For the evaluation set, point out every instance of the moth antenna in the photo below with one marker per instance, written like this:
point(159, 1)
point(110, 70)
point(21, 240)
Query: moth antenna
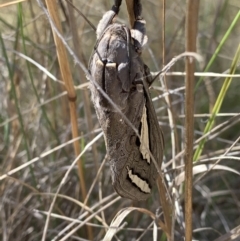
point(85, 18)
point(116, 6)
point(139, 31)
point(137, 8)
point(108, 17)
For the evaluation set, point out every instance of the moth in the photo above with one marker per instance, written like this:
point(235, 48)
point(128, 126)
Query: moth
point(118, 73)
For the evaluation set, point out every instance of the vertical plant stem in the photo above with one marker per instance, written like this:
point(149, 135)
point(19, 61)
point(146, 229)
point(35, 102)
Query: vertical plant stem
point(191, 34)
point(67, 78)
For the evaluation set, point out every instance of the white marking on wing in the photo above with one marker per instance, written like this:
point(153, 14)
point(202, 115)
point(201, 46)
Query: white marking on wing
point(144, 140)
point(143, 185)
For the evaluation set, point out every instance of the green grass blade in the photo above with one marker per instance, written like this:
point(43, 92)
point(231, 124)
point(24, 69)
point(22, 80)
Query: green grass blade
point(218, 104)
point(224, 39)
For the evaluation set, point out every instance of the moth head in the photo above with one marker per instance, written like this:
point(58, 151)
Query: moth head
point(108, 18)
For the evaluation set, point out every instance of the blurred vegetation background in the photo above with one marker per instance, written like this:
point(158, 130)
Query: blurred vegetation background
point(35, 124)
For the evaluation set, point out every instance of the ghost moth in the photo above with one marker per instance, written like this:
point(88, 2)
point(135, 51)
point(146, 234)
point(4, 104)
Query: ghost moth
point(118, 72)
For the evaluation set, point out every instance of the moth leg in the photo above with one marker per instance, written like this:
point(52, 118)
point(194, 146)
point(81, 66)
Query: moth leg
point(114, 87)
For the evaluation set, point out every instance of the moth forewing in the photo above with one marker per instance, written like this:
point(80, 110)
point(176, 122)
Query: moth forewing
point(118, 75)
point(144, 138)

^^^^^^^^

Rewrite every one of the records above, substituting "test set" for each occurrence of "evaluation set" and leaving everything else as it is. Omit the pictures from your answer.

**Answer in full**
For the test set, point out every instance of the moth antenna in the photo below with one marker per instance, written like this:
point(159, 1)
point(110, 70)
point(21, 240)
Query: moth antenna
point(85, 18)
point(116, 6)
point(139, 31)
point(137, 8)
point(108, 17)
For the test set, point out every instance of the moth in the photo above with one marker per instance, written like this:
point(235, 48)
point(128, 126)
Query: moth
point(118, 73)
For the test set, point out every instance of the vertical plant stem in the photo above with one marker per instance, written like this:
point(149, 135)
point(19, 61)
point(146, 229)
point(35, 102)
Query: vertical plant stem
point(191, 34)
point(67, 78)
For the test set, point out every instance of the white marking on wing in the photo above with one marker per instance, written like this:
point(153, 14)
point(202, 115)
point(201, 46)
Query: white marking on wing
point(144, 140)
point(143, 185)
For the test set, point out every instance of the green grass blade in the photo above with one marker per instance, written like this:
point(43, 92)
point(231, 124)
point(24, 69)
point(22, 80)
Query: green grass blade
point(218, 104)
point(224, 39)
For the test set, point out every instance of the moth head in the photo above with one marker per instance, written like this:
point(58, 151)
Query: moth head
point(108, 18)
For the test set, point out every instance of the blurred vegetation background in the photo above with one marker per instance, written like this:
point(158, 130)
Query: blurred vegetation background
point(35, 124)
For the test set, point out every instance of the ghost moth in the photo above with one marker per instance, written like this:
point(88, 2)
point(135, 51)
point(146, 234)
point(4, 104)
Query: ghost moth
point(118, 72)
For the test set, point out every instance of the moth leg in the photo above with one marker per instance, written like this:
point(52, 118)
point(194, 146)
point(81, 66)
Query: moth leg
point(114, 87)
For the test set, point out every instance of the moth forewing in the photo above with one marker per instance, written like this:
point(80, 110)
point(176, 122)
Query: moth forewing
point(118, 75)
point(144, 138)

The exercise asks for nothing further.